- _Extracted entries_:
** START **

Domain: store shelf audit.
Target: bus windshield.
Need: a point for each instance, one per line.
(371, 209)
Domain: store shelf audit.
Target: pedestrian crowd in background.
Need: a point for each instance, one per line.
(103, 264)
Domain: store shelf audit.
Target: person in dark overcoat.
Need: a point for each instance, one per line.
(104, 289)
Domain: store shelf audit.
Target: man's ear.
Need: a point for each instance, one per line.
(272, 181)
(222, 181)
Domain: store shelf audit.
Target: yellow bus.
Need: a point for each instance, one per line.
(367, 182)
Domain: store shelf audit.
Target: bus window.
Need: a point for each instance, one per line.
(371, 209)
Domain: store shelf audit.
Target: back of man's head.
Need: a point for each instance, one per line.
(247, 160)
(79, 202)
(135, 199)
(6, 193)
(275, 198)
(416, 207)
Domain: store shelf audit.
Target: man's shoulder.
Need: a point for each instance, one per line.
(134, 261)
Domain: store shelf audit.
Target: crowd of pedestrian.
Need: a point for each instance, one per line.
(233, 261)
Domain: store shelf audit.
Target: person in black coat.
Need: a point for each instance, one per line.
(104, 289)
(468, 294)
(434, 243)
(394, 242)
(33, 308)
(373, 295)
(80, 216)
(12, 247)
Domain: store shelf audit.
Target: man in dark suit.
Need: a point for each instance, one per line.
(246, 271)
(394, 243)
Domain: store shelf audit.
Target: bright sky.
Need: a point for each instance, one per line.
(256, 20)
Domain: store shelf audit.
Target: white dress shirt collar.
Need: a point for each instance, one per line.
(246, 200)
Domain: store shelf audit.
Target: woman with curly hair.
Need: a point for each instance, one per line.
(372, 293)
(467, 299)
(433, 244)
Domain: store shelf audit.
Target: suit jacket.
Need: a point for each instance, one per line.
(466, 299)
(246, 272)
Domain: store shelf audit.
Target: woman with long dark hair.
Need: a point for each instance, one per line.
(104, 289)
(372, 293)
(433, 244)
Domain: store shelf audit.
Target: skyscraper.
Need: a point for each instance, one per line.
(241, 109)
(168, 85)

** END **
** START **

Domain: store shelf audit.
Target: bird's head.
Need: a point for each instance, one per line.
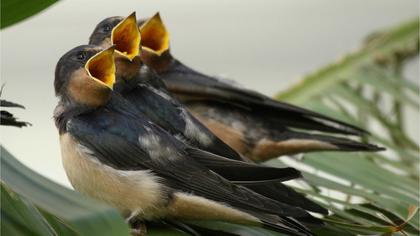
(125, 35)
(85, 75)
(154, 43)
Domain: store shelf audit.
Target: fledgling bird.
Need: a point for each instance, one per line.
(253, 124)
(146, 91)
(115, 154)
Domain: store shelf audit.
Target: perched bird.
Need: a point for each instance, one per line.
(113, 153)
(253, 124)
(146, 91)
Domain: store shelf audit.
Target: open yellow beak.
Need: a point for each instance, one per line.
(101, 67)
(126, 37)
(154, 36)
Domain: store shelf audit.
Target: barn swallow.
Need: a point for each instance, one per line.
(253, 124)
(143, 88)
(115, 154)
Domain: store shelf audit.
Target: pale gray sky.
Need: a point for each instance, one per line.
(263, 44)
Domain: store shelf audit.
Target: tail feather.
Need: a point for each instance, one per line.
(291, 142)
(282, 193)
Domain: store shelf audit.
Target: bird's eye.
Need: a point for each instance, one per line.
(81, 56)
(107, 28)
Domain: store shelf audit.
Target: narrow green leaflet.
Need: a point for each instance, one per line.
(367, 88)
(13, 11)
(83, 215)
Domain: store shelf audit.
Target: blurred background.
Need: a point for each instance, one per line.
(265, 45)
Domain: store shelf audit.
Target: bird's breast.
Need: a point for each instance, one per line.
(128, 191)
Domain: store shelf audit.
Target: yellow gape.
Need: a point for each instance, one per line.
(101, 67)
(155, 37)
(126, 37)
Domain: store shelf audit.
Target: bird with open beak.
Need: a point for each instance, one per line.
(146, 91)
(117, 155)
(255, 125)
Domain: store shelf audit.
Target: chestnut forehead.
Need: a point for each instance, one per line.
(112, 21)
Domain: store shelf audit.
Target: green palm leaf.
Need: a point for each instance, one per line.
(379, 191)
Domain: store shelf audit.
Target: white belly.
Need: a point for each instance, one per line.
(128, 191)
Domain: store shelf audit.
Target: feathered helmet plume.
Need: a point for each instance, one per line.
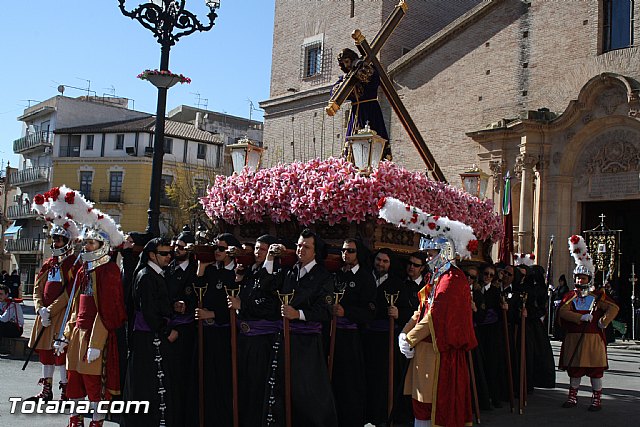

** END **
** START **

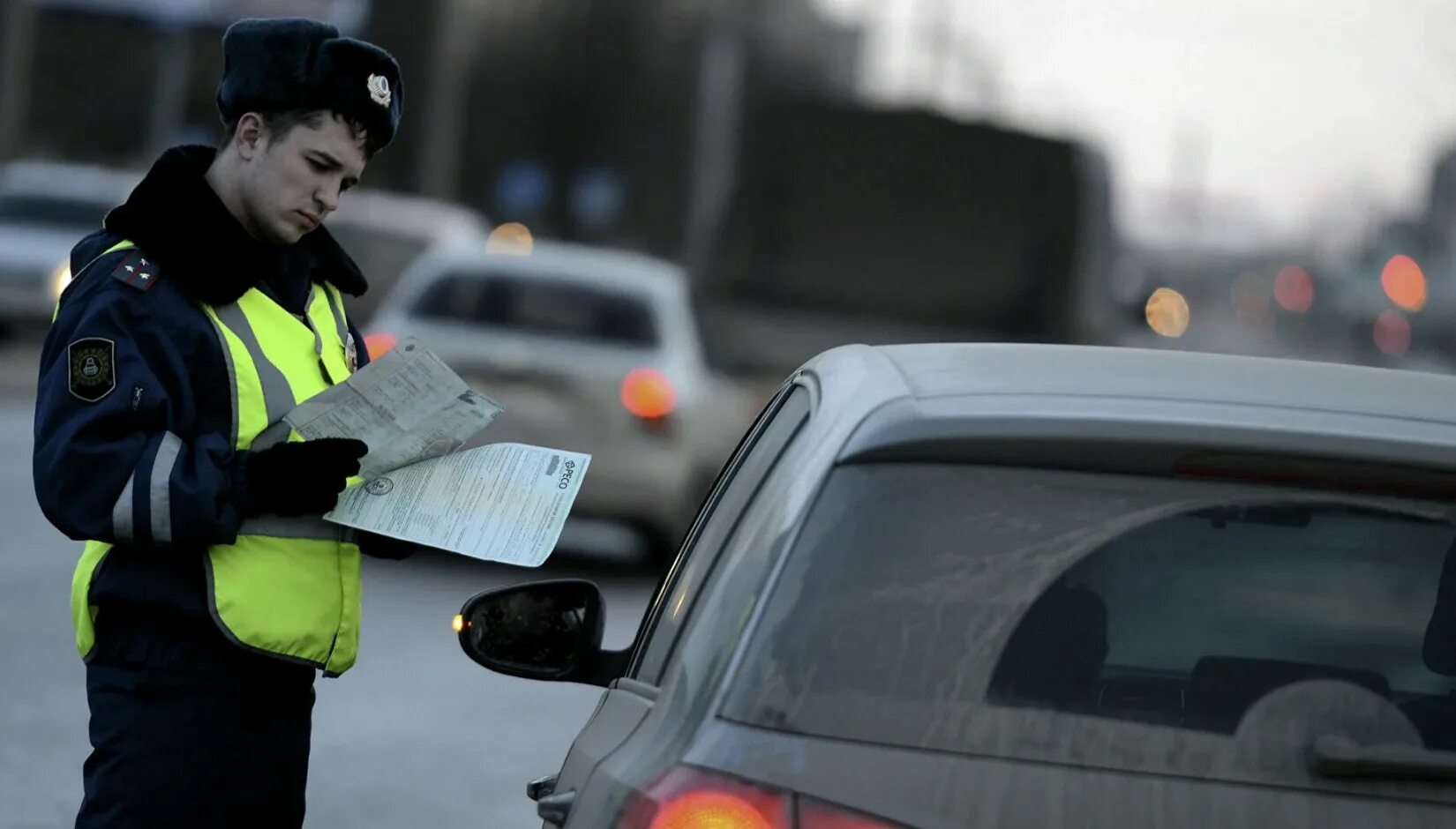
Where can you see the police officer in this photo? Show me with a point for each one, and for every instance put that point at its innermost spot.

** END **

- _Work to complete_:
List every line in the records above that contains the string "suit", with matching that is case-sensitive.

- _Answer to the task_:
Target: man in dark suit.
Target: suit jacket.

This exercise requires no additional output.